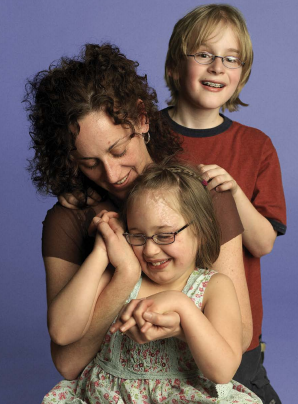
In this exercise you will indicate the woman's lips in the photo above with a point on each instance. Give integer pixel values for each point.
(157, 265)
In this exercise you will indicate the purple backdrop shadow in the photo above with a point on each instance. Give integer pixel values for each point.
(32, 35)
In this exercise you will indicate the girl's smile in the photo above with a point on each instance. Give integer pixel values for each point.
(110, 155)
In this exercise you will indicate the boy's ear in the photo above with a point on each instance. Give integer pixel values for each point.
(173, 73)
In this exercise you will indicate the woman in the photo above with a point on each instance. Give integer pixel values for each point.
(90, 119)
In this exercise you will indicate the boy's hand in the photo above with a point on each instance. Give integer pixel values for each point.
(218, 178)
(76, 200)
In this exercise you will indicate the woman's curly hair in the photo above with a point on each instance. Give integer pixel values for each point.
(100, 78)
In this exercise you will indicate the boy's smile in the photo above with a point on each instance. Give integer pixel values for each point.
(208, 87)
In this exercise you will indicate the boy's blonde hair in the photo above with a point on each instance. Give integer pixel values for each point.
(196, 27)
(191, 199)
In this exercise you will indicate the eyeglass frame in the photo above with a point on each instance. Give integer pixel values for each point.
(145, 238)
(214, 57)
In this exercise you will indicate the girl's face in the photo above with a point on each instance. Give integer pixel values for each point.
(208, 87)
(170, 265)
(108, 155)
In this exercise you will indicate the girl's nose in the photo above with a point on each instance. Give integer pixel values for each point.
(216, 66)
(112, 171)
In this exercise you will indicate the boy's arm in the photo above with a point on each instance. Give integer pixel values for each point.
(259, 235)
(214, 335)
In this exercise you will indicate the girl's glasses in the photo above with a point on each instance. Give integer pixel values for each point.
(161, 238)
(206, 58)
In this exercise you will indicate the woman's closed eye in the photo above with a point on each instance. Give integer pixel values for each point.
(118, 153)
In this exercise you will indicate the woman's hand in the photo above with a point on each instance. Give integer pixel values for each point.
(76, 200)
(120, 253)
(218, 178)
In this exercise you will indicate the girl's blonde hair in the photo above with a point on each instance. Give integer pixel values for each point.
(194, 29)
(194, 203)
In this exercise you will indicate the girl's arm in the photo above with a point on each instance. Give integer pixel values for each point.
(230, 263)
(214, 336)
(259, 235)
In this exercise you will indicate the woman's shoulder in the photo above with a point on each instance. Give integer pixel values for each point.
(65, 233)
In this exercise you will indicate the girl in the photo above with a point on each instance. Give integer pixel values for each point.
(90, 118)
(174, 235)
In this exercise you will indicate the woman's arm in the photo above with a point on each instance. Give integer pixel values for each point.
(71, 359)
(70, 311)
(230, 263)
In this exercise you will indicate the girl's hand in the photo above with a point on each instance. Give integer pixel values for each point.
(150, 319)
(218, 178)
(120, 253)
(76, 200)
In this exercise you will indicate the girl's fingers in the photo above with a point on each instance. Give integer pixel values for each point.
(128, 324)
(146, 327)
(129, 309)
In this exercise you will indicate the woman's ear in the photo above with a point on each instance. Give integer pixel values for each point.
(143, 125)
(173, 73)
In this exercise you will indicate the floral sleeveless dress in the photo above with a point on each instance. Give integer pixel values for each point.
(161, 371)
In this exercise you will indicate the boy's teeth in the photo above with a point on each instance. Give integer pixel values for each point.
(121, 181)
(210, 84)
(155, 264)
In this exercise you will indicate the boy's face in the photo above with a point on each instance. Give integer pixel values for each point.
(197, 81)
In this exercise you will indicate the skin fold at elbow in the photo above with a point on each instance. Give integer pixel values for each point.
(224, 375)
(262, 249)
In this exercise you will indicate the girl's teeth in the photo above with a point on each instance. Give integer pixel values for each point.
(155, 264)
(210, 84)
(121, 181)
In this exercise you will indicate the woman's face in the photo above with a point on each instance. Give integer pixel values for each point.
(108, 155)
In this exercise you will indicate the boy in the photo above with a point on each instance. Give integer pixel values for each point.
(208, 63)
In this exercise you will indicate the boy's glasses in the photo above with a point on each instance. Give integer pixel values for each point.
(161, 238)
(206, 58)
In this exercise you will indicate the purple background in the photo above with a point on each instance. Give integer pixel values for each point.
(32, 35)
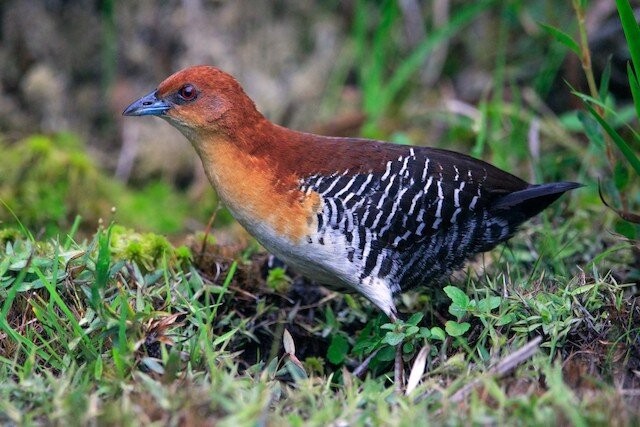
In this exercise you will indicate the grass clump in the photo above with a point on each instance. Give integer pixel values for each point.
(48, 181)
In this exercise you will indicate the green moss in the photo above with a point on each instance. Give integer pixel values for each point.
(48, 180)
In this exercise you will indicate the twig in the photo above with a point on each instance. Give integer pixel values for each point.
(503, 367)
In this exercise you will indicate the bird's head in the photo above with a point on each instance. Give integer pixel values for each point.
(199, 100)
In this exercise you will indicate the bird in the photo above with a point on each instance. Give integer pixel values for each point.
(357, 214)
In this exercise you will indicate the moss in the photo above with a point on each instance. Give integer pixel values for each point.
(48, 180)
(148, 250)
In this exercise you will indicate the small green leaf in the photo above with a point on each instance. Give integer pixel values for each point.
(485, 305)
(393, 338)
(425, 333)
(337, 351)
(438, 333)
(411, 330)
(456, 329)
(603, 90)
(457, 296)
(389, 326)
(386, 354)
(415, 319)
(620, 176)
(505, 319)
(561, 37)
(635, 88)
(591, 129)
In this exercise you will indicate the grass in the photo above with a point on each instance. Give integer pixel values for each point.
(120, 327)
(168, 341)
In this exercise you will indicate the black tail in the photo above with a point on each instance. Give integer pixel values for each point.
(521, 205)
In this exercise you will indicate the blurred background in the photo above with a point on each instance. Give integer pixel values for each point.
(484, 78)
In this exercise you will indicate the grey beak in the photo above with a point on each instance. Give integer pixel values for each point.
(148, 105)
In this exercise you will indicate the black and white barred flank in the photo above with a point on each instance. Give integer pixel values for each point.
(424, 215)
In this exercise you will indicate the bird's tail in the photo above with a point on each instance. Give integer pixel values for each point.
(509, 211)
(524, 204)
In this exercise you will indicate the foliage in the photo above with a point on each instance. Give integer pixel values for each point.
(48, 181)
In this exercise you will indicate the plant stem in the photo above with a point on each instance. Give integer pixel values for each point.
(585, 59)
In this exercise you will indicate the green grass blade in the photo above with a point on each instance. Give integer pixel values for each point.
(631, 30)
(635, 89)
(561, 37)
(617, 139)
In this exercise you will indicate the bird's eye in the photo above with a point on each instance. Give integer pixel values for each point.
(188, 92)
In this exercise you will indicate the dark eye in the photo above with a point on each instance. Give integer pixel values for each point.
(188, 92)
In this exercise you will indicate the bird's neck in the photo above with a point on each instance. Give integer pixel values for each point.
(246, 170)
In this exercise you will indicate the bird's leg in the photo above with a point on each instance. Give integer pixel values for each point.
(398, 366)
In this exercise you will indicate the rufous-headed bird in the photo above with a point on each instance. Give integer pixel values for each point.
(369, 216)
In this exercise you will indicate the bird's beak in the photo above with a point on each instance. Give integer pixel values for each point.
(148, 105)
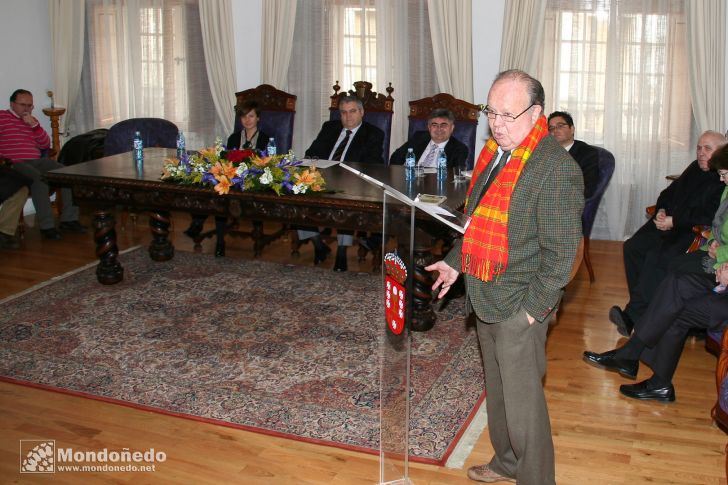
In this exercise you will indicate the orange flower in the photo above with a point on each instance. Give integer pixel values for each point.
(223, 186)
(228, 170)
(217, 169)
(307, 177)
(209, 152)
(261, 162)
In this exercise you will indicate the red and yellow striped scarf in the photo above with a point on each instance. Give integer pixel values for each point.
(485, 243)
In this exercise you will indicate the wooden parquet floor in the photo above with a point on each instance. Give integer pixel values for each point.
(600, 437)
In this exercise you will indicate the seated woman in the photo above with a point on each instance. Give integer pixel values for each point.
(249, 138)
(682, 302)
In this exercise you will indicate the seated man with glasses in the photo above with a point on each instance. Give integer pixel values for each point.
(427, 144)
(21, 140)
(561, 127)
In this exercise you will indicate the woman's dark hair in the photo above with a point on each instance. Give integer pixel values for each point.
(719, 159)
(247, 107)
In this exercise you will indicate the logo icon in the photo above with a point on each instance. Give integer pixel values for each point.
(394, 292)
(37, 456)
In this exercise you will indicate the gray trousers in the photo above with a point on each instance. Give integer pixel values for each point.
(34, 169)
(514, 358)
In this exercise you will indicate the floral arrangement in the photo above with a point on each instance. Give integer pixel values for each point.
(244, 170)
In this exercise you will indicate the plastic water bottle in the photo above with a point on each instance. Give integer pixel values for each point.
(409, 165)
(271, 148)
(138, 151)
(441, 165)
(180, 145)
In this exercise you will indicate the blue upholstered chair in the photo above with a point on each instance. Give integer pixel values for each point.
(378, 108)
(277, 113)
(466, 119)
(591, 205)
(156, 132)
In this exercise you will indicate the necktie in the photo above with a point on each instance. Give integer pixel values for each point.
(429, 160)
(340, 149)
(481, 189)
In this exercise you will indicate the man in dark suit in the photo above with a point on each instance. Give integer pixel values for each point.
(426, 144)
(561, 127)
(682, 302)
(362, 141)
(350, 139)
(525, 202)
(690, 200)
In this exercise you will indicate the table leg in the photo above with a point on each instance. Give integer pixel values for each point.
(109, 271)
(161, 248)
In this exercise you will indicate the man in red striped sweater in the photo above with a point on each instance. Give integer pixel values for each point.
(21, 140)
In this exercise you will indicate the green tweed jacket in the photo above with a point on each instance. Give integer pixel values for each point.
(544, 229)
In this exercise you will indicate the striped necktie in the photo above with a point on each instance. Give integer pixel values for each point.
(340, 149)
(429, 160)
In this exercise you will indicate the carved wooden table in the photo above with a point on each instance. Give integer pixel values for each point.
(355, 204)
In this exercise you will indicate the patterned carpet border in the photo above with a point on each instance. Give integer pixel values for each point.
(251, 345)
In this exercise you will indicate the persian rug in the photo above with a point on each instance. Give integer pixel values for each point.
(279, 349)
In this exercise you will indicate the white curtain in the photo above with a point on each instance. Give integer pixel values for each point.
(279, 19)
(620, 68)
(67, 40)
(522, 34)
(451, 27)
(706, 48)
(145, 58)
(395, 47)
(217, 40)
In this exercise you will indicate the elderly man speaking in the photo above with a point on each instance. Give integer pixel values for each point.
(525, 202)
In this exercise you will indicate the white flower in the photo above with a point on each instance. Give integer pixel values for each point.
(267, 177)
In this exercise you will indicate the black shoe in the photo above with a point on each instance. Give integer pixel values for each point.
(623, 322)
(643, 390)
(8, 242)
(340, 263)
(320, 251)
(608, 361)
(51, 234)
(72, 226)
(194, 230)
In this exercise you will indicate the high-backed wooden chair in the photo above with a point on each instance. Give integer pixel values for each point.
(378, 108)
(466, 119)
(277, 113)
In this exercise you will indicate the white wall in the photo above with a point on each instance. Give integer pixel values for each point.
(25, 53)
(486, 55)
(247, 26)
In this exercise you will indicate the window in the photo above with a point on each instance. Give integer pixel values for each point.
(144, 59)
(620, 68)
(359, 44)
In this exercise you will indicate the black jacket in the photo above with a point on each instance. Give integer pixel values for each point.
(234, 141)
(691, 199)
(365, 147)
(455, 150)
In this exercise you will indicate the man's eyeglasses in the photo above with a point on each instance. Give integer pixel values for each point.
(508, 118)
(557, 126)
(439, 125)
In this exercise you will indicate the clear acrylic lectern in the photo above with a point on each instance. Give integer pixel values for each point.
(403, 213)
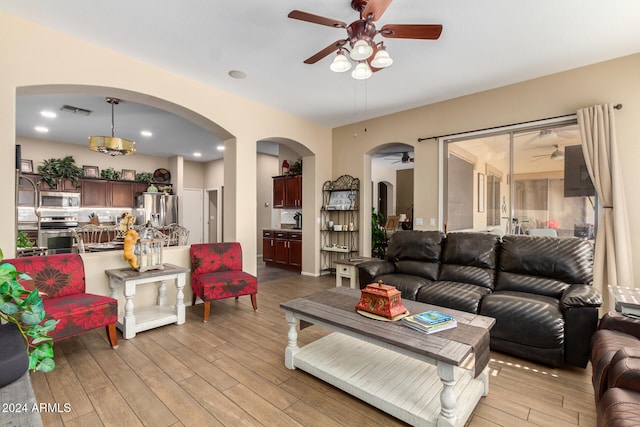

:::::

- Task to complete -
Which lines in the records above contain the string "necktie", matching case exactly? Copy each of those lines in full.

- Final answer -
In this exercise you will indicate the necktie in the photo above with a point on each instance. Give integer pixel values for each point.
In this exercise you will indicate the striped necktie in the photo above with a point on each instance. Give integer pixel values for each point.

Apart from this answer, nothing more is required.